WORK TO BE COMPLETED -
Please reproduce the rows below word for word, starting with the first line and going on through the line with "340,157 -> 406,173", including both of those lines.

start INPUT MATERIAL

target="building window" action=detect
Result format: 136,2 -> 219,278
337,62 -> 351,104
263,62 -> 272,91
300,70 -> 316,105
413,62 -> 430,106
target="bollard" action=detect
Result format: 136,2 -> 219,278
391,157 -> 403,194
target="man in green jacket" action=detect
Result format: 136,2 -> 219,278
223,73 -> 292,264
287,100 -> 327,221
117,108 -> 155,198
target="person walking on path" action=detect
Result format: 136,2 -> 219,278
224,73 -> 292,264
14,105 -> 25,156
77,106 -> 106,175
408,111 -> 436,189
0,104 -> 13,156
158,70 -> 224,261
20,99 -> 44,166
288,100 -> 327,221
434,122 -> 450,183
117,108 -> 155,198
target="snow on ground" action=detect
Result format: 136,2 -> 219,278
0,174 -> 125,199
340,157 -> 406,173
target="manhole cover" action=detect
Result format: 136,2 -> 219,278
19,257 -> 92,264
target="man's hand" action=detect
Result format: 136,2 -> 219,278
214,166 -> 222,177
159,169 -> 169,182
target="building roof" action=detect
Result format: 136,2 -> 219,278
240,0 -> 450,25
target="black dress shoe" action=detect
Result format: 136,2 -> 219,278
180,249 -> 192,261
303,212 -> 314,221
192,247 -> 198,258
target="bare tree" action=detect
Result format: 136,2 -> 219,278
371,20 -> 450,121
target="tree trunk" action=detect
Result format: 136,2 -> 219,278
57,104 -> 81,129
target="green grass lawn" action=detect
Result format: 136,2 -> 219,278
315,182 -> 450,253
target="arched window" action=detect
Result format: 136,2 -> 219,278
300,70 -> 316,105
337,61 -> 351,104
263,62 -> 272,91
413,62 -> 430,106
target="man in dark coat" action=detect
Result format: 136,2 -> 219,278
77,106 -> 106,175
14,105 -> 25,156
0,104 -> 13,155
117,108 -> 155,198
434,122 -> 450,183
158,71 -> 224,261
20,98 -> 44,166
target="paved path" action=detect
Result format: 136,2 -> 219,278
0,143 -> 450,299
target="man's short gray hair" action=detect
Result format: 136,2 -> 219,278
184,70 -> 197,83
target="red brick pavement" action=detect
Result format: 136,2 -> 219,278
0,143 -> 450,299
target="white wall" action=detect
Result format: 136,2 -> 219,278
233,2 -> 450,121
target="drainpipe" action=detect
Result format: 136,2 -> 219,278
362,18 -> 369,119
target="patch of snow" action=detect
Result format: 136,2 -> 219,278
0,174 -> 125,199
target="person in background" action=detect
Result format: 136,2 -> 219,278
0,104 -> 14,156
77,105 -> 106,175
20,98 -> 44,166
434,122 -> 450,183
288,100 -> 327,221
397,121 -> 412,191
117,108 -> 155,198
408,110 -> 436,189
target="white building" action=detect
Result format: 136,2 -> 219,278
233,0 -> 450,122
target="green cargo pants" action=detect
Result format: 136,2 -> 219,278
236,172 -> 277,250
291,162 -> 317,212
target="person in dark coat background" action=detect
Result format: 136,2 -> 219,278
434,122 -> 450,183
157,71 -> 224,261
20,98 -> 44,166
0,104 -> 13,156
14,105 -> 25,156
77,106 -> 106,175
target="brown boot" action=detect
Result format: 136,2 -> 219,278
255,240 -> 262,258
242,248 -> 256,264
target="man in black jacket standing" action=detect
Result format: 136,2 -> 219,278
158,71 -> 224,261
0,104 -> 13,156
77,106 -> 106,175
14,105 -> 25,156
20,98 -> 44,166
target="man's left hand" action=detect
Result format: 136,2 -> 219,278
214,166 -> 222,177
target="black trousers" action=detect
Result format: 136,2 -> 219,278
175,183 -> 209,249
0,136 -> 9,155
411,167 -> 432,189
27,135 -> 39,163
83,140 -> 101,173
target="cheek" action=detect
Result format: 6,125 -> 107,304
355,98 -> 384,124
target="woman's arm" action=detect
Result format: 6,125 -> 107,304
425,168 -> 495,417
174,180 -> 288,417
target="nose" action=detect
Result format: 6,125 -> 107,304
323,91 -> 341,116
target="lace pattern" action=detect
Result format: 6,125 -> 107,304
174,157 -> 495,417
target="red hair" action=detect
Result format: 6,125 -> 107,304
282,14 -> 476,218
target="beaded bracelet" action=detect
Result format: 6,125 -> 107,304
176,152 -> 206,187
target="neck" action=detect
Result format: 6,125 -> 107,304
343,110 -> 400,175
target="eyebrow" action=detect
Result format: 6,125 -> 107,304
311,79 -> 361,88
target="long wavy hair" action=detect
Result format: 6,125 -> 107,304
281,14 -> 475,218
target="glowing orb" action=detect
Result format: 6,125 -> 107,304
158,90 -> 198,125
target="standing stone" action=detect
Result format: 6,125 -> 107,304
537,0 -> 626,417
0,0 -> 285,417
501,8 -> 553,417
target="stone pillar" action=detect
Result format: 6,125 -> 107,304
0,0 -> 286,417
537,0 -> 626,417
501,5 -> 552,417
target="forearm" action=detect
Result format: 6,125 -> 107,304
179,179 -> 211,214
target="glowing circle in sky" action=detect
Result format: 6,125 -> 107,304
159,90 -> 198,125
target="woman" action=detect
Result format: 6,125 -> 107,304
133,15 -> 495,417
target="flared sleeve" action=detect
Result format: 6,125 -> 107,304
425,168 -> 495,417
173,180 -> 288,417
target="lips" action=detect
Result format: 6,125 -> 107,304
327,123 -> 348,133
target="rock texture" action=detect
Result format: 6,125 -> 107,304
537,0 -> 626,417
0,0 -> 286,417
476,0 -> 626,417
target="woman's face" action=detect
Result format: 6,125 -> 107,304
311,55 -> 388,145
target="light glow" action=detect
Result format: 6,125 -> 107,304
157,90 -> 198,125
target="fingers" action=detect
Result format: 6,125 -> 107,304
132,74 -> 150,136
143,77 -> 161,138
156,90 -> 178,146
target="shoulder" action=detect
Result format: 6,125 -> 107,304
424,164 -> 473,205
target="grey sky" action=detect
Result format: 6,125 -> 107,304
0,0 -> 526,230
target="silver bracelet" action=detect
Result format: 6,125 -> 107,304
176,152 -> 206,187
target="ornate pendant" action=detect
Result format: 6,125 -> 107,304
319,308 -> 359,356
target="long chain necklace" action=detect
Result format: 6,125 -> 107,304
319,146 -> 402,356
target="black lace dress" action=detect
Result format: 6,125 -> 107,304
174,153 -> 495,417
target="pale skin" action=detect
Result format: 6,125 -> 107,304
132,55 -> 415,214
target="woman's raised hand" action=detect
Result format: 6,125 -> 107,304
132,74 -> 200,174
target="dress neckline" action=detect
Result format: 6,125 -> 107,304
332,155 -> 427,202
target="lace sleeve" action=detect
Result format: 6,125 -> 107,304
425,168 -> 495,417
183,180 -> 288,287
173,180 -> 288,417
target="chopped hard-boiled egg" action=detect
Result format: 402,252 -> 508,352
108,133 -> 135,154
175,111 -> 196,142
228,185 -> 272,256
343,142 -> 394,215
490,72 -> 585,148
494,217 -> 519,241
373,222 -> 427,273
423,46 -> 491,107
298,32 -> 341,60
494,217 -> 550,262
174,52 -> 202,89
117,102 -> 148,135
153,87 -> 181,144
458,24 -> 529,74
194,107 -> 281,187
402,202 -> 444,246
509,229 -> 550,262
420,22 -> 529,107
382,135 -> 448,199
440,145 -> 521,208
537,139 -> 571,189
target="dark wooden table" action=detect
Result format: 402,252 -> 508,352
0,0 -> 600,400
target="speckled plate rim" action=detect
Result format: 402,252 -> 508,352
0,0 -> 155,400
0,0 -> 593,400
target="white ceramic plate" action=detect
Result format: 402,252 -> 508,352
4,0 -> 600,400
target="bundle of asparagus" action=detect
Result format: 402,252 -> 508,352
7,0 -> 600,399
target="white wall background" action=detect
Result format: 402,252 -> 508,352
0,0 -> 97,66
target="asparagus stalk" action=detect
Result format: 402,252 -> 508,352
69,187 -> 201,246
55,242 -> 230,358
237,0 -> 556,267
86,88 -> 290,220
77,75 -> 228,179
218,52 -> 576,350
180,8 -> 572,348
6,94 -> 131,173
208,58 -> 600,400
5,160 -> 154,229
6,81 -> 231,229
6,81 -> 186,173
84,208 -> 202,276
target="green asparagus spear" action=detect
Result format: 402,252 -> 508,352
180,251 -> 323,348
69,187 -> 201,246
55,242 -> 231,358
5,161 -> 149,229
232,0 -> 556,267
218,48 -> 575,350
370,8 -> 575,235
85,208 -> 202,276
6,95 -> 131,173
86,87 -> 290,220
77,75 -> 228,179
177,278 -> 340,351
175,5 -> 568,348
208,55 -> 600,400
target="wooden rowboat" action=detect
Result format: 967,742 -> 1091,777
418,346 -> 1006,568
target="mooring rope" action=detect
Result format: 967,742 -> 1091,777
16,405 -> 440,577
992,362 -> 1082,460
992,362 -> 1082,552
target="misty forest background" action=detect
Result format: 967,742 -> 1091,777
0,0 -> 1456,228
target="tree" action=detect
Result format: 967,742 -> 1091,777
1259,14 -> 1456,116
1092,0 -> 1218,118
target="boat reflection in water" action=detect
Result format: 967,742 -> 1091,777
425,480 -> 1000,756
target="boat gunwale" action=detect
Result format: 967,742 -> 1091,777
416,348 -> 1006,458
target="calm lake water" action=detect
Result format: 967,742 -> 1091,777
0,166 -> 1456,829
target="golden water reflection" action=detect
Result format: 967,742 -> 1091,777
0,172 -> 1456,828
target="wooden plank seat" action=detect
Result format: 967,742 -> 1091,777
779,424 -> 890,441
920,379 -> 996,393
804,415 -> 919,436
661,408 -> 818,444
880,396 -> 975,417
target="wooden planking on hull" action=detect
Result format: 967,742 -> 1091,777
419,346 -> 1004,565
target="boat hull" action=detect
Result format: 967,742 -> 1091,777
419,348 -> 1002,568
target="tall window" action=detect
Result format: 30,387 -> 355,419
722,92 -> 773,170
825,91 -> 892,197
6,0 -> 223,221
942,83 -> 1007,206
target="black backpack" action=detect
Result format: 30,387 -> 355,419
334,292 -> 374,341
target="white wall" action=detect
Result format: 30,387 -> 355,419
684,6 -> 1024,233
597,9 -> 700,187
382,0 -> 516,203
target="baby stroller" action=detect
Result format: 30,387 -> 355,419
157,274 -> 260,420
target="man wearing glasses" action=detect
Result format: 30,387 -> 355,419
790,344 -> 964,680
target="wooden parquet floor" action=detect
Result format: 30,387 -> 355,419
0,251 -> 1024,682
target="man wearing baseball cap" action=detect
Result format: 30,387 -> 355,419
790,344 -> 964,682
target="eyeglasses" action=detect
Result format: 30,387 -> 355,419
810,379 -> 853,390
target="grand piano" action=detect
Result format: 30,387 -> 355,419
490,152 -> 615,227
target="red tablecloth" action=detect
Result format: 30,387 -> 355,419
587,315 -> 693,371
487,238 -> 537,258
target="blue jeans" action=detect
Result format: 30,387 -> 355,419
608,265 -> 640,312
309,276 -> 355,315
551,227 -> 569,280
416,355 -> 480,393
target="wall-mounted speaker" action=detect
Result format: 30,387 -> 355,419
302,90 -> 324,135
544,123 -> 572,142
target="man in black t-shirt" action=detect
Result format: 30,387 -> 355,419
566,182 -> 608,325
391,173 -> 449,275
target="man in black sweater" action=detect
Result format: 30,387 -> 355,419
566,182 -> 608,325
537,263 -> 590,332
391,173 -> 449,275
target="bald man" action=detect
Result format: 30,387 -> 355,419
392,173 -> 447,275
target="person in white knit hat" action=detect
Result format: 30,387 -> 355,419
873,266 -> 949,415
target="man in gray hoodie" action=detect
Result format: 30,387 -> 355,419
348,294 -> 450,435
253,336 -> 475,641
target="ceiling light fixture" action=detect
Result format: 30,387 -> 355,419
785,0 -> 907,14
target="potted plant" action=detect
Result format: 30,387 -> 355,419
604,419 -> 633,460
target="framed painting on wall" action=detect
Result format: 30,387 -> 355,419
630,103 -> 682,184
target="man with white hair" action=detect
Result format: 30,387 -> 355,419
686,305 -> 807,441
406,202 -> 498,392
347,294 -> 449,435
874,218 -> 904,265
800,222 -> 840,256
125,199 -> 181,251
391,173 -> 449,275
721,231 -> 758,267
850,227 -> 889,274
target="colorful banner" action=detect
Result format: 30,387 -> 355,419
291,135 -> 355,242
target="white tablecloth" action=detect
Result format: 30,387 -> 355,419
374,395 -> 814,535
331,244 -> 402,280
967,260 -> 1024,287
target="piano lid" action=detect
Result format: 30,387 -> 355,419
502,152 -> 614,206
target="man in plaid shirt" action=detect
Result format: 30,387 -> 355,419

end INPUT MATERIAL

REPLY -
target="building window" action=detect
Result format: 136,2 -> 219,278
337,62 -> 351,104
263,62 -> 272,91
300,70 -> 316,105
413,62 -> 430,106
target="bollard" action=detect
Result format: 136,2 -> 219,278
391,157 -> 403,194
target="man in green jacket" action=detect
Result format: 136,2 -> 219,278
223,73 -> 292,264
287,100 -> 327,221
117,108 -> 155,198
target="person walking on path" action=detect
Result format: 136,2 -> 219,278
224,73 -> 292,264
14,105 -> 25,156
77,106 -> 106,175
408,111 -> 436,189
0,104 -> 13,156
158,70 -> 224,261
20,99 -> 44,166
288,100 -> 327,221
434,122 -> 450,183
117,108 -> 155,198
target="snow on ground" action=detect
Result format: 136,2 -> 219,278
0,174 -> 125,199
340,157 -> 406,173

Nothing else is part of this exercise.